Provided text:
-*-*-

Bipolar disorder is a psychiatric condition which can cause severe shifts in mood.
People with bipolar disorder can “cycle” from high moods (called mania and hypomania) to extremely low moods (depression). These mood shifts, along with other symptoms of bipolar disorder, can create a unique set of challenges in someone’s personal and social life.
Bipolar disorder and other mental health conditons have the potential to make it difficult for a person to find and keep a job or to function at work, especially if symptoms are currently affecting day-to-day functioning.
In one survey, 88 percent of people with bipolar disorder or depression said their condition has affected their work performance. About 58 percent of them quit working outside the home altogether.
There are many challenges related to having bipolar disorder and keeping a job. However, experts say that work can actually be quite helpful to people with bipolar disorder.
Work can give people a sense of structure, reduce depression, and increase confidence. This may help to enhance overall mood and empower you.
What are the best jobs for people with bipolar disorder?
There is no one-size-fits-all job for anyone. This is also true for people with bipolar disorder.

-*-*-

Supplied entries:
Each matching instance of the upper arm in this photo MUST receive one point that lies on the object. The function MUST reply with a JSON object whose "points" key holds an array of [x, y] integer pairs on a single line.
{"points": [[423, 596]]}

-*-*-

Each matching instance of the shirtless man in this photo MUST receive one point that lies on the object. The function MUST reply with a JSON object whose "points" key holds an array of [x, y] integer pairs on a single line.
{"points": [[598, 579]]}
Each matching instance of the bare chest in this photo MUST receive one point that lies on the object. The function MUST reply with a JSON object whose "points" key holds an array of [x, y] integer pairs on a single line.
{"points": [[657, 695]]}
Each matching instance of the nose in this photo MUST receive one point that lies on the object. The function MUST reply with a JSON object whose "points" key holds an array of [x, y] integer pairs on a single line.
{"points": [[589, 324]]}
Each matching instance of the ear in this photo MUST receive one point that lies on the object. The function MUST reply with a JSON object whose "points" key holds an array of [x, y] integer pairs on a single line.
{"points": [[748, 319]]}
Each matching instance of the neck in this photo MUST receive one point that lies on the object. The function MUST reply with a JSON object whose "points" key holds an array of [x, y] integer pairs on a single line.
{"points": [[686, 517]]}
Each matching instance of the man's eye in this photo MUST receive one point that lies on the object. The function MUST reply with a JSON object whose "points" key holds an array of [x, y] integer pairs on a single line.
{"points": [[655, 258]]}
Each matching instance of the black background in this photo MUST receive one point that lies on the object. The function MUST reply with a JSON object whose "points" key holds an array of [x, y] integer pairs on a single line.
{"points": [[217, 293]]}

-*-*-

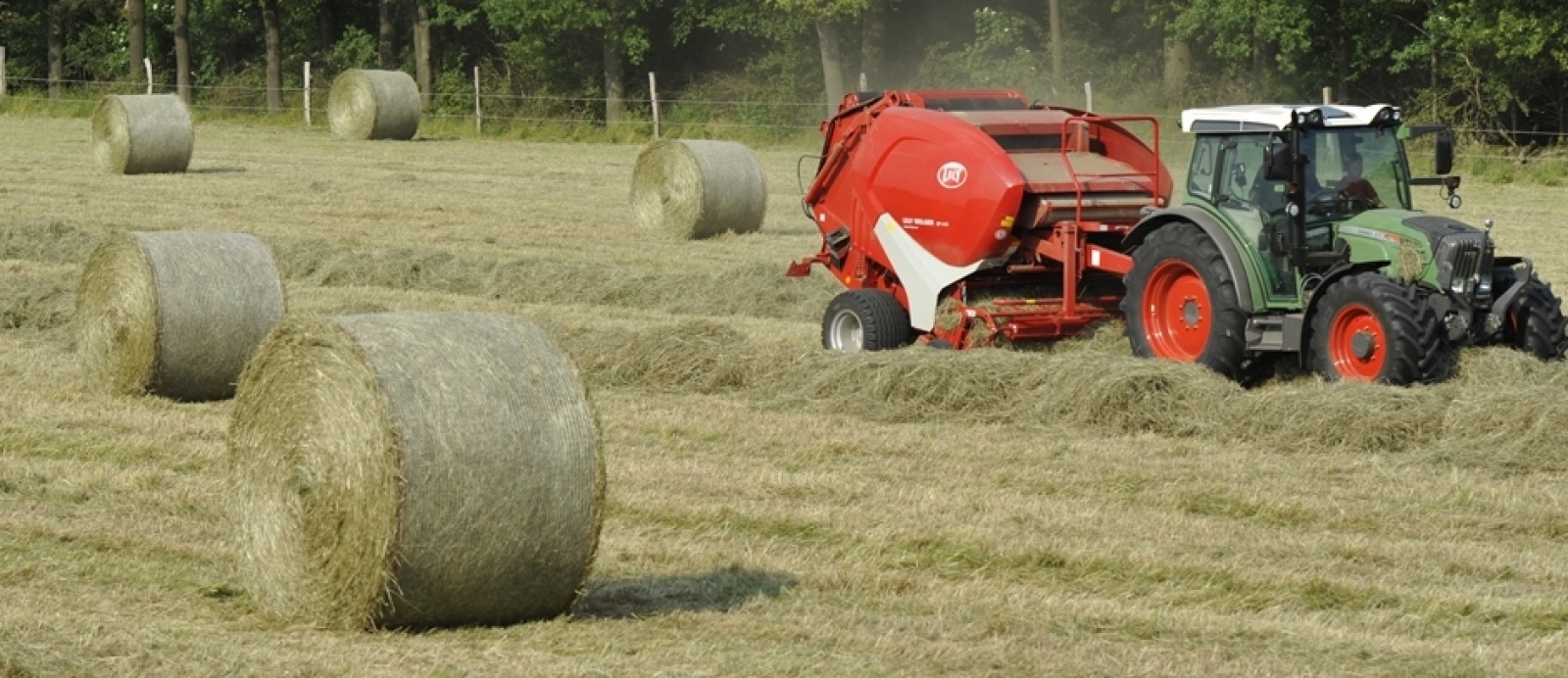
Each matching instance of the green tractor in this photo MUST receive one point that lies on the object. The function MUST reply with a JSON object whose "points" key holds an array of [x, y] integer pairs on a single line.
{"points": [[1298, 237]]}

-*-*-

Things to do:
1) According to the bipolar disorder text, what percentage of people with bipolar disorder or depression in one survey said their condition affected their work performance?
2) Extend the text on bipolar disorder and work, picking up right after its last sentence.

Written answers:
1) 88 percent.

2)
Instead, people with the condition should look for work that suits them as an individual. Here are some things to consider when deciding what kind of job is right for you:
What’s the work environment like?
Will this job support your lifestyle and help you grow as an individual, or will it be too challenging in terms of stress and erratic hours?
For many people with bipolar disorder, a quiet and relaxed workspace can help them to maintain regular schedules which can improve overall functioning.
What’s the schedule like?
Part-time work with an adaptable schedule can be helpful for people with bipolar disorder. It can also be helpful to work during the day.
Overnight and night shifts, or jobs that require you to be on call at night, may not be a good idea because sleep is very important. Maintaining a normal sleep/wake pattern can be beneficial with bipolar disorder.